═════ Given records

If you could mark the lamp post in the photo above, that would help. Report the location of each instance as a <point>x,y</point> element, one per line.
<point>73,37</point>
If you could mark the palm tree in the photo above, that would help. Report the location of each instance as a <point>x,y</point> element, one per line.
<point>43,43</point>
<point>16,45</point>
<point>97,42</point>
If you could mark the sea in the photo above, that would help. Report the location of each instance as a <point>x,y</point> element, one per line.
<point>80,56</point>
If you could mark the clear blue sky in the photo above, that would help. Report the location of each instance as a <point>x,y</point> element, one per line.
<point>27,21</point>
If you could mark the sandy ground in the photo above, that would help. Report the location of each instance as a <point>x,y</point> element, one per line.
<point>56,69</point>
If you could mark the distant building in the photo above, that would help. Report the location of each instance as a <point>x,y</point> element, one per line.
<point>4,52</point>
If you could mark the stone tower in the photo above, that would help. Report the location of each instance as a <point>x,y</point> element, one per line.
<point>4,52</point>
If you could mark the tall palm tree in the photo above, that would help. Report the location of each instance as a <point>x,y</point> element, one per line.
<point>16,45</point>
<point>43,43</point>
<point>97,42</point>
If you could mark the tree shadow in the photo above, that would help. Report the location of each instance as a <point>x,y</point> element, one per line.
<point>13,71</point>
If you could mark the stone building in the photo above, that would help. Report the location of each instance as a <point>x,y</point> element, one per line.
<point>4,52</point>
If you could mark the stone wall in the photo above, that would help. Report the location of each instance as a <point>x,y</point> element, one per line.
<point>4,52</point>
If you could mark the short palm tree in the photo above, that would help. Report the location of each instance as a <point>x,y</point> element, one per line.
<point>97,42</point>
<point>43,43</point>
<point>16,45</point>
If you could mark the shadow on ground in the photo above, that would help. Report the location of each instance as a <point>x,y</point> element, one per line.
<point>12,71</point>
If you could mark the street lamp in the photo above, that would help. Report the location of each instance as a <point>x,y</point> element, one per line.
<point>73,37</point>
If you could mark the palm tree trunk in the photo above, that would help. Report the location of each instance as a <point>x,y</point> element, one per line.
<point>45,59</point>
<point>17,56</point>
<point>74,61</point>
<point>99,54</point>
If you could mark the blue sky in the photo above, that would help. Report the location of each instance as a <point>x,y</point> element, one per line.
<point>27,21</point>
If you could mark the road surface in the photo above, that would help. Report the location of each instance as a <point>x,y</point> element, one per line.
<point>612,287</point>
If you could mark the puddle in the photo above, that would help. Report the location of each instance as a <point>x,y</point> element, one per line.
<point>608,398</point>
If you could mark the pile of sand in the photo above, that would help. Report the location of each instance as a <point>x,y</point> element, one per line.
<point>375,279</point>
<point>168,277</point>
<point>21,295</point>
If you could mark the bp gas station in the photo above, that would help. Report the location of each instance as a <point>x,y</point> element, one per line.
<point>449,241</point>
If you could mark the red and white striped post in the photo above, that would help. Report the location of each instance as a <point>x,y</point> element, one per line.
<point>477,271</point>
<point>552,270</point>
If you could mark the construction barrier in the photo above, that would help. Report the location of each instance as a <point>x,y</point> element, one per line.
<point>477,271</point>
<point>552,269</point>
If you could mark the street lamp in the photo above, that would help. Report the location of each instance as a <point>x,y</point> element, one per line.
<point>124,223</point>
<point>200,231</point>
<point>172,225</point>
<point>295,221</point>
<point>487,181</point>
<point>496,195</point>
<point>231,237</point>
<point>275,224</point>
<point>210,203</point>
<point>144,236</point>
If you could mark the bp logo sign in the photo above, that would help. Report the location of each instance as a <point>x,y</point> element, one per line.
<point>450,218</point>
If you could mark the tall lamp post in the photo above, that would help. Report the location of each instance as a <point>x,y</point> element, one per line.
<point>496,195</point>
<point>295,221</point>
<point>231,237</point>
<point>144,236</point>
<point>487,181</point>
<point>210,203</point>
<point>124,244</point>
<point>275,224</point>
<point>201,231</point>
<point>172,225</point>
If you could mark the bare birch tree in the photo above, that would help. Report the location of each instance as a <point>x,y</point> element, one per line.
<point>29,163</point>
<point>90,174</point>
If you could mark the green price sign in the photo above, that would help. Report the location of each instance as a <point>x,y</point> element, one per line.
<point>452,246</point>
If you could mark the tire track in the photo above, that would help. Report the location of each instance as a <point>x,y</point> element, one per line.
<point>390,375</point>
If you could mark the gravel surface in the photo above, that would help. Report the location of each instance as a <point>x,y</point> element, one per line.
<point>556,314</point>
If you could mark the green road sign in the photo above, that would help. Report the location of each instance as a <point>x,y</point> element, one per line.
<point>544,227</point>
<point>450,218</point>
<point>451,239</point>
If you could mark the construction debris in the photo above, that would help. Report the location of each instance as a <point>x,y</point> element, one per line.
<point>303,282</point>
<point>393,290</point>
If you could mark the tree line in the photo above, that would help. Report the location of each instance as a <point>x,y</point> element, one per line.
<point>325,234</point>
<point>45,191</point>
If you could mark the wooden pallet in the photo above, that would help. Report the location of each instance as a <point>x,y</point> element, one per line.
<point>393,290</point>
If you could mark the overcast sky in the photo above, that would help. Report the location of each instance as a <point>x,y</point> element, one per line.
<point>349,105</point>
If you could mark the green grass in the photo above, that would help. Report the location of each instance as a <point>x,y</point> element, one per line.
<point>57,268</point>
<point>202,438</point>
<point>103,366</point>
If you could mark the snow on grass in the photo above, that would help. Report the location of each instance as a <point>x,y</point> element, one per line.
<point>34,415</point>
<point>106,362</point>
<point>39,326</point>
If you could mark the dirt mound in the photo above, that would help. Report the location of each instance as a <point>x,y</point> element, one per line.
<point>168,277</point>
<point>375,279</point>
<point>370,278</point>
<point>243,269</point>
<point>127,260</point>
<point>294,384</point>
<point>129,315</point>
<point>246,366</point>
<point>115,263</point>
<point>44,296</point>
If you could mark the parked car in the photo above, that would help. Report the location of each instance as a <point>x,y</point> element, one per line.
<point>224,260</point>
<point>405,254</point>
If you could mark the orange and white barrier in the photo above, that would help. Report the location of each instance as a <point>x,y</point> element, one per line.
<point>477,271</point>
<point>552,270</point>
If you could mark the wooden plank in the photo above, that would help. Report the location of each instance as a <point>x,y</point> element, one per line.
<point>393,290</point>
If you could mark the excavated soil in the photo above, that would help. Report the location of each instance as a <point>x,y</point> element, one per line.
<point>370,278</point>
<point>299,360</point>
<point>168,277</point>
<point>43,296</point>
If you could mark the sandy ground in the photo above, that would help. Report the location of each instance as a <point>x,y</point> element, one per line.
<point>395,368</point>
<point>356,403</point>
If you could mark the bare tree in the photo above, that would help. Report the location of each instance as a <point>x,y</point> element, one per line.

══════════

**Problem to work on**
Reproduce, unchanged, the lines from the one containing "If you could mark the overcast" through the one containing "<point>103,366</point>", including both of those lines.

**Answer for the task**
If you could mark the overcast sky in the photo above, that would help. Report the location of each instance as a <point>x,y</point> element, one per line.
<point>349,105</point>
If you could mark the green grass in the photo above, that would help. Report the location of each instance as a <point>x,y</point> element, one per line.
<point>57,268</point>
<point>202,438</point>
<point>103,366</point>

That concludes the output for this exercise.